(Labeled-object pointing rows)

★ ★ ★ ★ ★

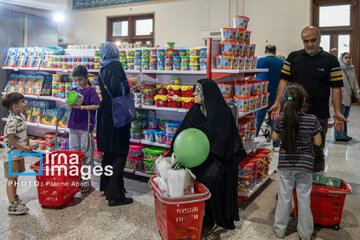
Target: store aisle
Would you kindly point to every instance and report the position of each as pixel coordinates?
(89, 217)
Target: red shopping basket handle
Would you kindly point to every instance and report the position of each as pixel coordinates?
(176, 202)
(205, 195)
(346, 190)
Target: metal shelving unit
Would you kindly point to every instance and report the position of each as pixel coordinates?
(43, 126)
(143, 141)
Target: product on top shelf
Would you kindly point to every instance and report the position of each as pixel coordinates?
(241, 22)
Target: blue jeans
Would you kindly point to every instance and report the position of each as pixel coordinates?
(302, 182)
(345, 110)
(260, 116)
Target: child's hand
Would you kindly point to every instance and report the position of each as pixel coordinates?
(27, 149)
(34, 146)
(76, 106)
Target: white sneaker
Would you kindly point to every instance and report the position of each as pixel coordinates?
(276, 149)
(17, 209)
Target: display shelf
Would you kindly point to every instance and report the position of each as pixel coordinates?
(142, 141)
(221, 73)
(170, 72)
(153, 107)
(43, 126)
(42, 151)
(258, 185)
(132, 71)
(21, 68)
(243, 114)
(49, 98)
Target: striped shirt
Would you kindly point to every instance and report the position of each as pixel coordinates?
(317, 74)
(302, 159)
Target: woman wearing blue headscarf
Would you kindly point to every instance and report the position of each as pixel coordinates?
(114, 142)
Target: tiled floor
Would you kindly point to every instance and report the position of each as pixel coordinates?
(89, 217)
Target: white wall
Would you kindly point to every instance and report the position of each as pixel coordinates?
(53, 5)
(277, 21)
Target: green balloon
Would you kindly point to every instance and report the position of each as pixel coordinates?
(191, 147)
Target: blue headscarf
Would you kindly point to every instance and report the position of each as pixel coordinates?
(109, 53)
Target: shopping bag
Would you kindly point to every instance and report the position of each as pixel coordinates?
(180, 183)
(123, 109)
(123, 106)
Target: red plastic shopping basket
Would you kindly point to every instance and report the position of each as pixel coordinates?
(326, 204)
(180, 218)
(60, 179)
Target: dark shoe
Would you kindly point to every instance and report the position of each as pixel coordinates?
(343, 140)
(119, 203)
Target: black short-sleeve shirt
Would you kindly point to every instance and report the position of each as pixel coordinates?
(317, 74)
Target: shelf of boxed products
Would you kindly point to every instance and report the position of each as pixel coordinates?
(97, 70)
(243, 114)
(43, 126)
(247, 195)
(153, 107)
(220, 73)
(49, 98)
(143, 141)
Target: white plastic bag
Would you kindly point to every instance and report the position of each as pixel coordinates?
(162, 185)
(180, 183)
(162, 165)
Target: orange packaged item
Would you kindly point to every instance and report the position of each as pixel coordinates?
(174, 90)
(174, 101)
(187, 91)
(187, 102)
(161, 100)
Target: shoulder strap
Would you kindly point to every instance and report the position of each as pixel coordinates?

★ ★ ★ ★ ★

Task to complete. Convert all the rows above into a Markdown table with two columns, "No." for a running row number and "Text" for the line itself, skipping any blank lines. Leave the pictures out of the table.

Solution for this problem.
| No. | Text |
|---|---|
| 1 | Target: store aisle |
| 2 | Would you kindly point to every instance and report the position of each as pixel coordinates? |
| 3 | (89, 217) |
| 4 | Target: red shopping basket handle |
| 5 | Would you kindly point to every instance and report the position of each as pixel coordinates? |
| 6 | (176, 202) |
| 7 | (205, 195) |
| 8 | (346, 190) |
| 9 | Target: metal shelving unit |
| 10 | Would you kindly point to every instance and report the position of each as pixel coordinates? |
| 11 | (43, 126) |
| 12 | (143, 141) |
| 13 | Target: product on top shelf |
| 14 | Would you kindly point to every instance and report the position of each as pixel coordinates? |
| 15 | (241, 22) |
| 16 | Target: blue jeans |
| 17 | Would you kindly point to every instance and report the position of each as pixel coordinates? |
| 18 | (302, 182) |
| 19 | (345, 110) |
| 20 | (260, 116) |
| 21 | Target: child's hand |
| 22 | Would you kindly point to every instance and report the position of each as pixel coordinates? |
| 23 | (27, 149) |
| 24 | (34, 146) |
| 25 | (76, 106) |
| 26 | Target: white sneaker |
| 27 | Would you kindly point to every instance and report the position of each as pixel coordinates? |
| 28 | (276, 149) |
| 29 | (17, 209) |
| 30 | Target: display shelf |
| 31 | Would you kindly point to every instance and report the position of each as pixel coordinates? |
| 32 | (142, 141) |
| 33 | (221, 73) |
| 34 | (170, 72) |
| 35 | (153, 107) |
| 36 | (43, 126) |
| 37 | (42, 151) |
| 38 | (258, 185) |
| 39 | (132, 71) |
| 40 | (21, 68) |
| 41 | (243, 114) |
| 42 | (49, 98) |
| 43 | Target: striped shirt |
| 44 | Would you kindly point to every instance and report the position of each as pixel coordinates? |
| 45 | (317, 74) |
| 46 | (302, 159) |
| 47 | Target: woman wearing blue headscarf |
| 48 | Would you kindly point to every instance and report the position of each as pixel coordinates? |
| 49 | (114, 142) |
| 50 | Target: tiled floor |
| 51 | Would you kindly point to every instance and report the position of each as pixel coordinates? |
| 52 | (89, 217) |
| 53 | Target: white wall |
| 54 | Would you kindly point to every instance and report the position of each as pixel coordinates? |
| 55 | (53, 5) |
| 56 | (277, 21) |
| 57 | Target: green balloon |
| 58 | Would you kindly point to every instance and report the position of each as pixel coordinates? |
| 59 | (191, 147) |
| 60 | Target: blue headscarf |
| 61 | Would you kindly point to every instance and report the position of each as pixel coordinates? |
| 62 | (109, 53) |
| 63 | Target: shopping bag |
| 64 | Would you kindly point to every instance and report the position of each as pixel coordinates? |
| 65 | (180, 183) |
| 66 | (123, 109) |
| 67 | (123, 106) |
| 68 | Target: red plastic shopping basket |
| 69 | Would you kindly point to every instance and report the position of each as pixel coordinates? |
| 70 | (326, 204) |
| 71 | (180, 218) |
| 72 | (60, 179) |
| 73 | Target: dark shoe |
| 74 | Would you kindly point to every instance and report the position of each as pixel coordinates? |
| 75 | (343, 140) |
| 76 | (119, 203) |
| 77 | Target: black short-sleeve shirt |
| 78 | Would you kindly point to every instance and report the position of each as pixel coordinates? |
| 79 | (317, 74) |
| 80 | Target: shelf of boxed products |
| 81 | Would you kindly point to every instance and report the position of each as pixel coordinates? |
| 82 | (97, 70) |
| 83 | (243, 114) |
| 84 | (43, 126) |
| 85 | (247, 195) |
| 86 | (153, 107) |
| 87 | (220, 73) |
| 88 | (49, 98) |
| 89 | (143, 141) |
| 90 | Target: white plastic bag |
| 91 | Would you kindly point to every instance and report the position of each as pixel coordinates? |
| 92 | (162, 185) |
| 93 | (180, 183) |
| 94 | (162, 165) |
| 95 | Target: orange packaged item |
| 96 | Would you kindly point to every instance and report the position of each as pixel coordinates? |
| 97 | (174, 90) |
| 98 | (174, 101) |
| 99 | (187, 91) |
| 100 | (187, 102) |
| 101 | (161, 100) |
| 102 | Target: shoulder strap |
| 103 | Would you kindly point to every instance and report the position of each as pixel coordinates? |